**WHAT TO WORK ON**
For the data that follows, report how many lines contain the word "electrical", and nothing else.

*** Opening of DATA FOR THIS EXERCISE ***

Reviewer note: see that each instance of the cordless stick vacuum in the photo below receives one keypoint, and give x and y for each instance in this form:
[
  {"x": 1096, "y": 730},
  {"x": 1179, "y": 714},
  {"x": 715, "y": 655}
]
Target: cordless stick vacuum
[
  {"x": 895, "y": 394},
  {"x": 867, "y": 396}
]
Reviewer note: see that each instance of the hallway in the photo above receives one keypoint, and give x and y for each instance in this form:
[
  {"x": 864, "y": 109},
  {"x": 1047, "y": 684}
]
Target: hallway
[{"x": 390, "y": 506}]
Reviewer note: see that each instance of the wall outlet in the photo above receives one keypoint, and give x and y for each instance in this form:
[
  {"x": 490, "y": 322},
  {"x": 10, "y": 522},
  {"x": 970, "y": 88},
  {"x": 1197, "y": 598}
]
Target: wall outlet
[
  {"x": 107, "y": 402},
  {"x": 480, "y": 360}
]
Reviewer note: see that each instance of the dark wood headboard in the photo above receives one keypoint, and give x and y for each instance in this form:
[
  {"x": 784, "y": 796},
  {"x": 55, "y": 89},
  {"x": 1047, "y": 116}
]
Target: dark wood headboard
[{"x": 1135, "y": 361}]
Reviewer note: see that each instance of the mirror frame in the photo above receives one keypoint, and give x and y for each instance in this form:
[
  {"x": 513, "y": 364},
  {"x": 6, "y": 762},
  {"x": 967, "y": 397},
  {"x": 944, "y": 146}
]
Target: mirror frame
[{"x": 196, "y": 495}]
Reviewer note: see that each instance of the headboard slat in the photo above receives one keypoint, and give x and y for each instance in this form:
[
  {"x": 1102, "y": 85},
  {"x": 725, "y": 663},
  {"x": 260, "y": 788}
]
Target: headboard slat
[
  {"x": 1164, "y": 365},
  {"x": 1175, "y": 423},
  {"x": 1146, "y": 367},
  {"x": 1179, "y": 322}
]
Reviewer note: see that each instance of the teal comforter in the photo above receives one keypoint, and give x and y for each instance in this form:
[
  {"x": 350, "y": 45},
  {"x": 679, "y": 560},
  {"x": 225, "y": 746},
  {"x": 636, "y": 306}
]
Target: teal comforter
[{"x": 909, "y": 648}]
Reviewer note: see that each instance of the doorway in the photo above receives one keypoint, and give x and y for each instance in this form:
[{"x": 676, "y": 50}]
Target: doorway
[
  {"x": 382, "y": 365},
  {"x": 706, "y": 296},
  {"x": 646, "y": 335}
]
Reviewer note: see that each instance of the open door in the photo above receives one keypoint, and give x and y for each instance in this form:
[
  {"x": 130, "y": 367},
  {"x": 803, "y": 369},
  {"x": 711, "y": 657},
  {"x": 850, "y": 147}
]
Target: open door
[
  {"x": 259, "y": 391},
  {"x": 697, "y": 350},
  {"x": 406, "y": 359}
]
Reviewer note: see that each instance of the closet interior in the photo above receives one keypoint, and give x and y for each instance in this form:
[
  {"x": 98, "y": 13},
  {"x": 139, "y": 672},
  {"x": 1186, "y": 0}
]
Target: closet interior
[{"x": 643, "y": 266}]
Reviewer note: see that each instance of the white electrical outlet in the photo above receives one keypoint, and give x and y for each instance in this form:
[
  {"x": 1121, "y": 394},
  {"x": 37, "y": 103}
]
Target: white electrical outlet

*** Close of DATA FOR THIS EXERCISE ***

**EXERCISE SOLUTION**
2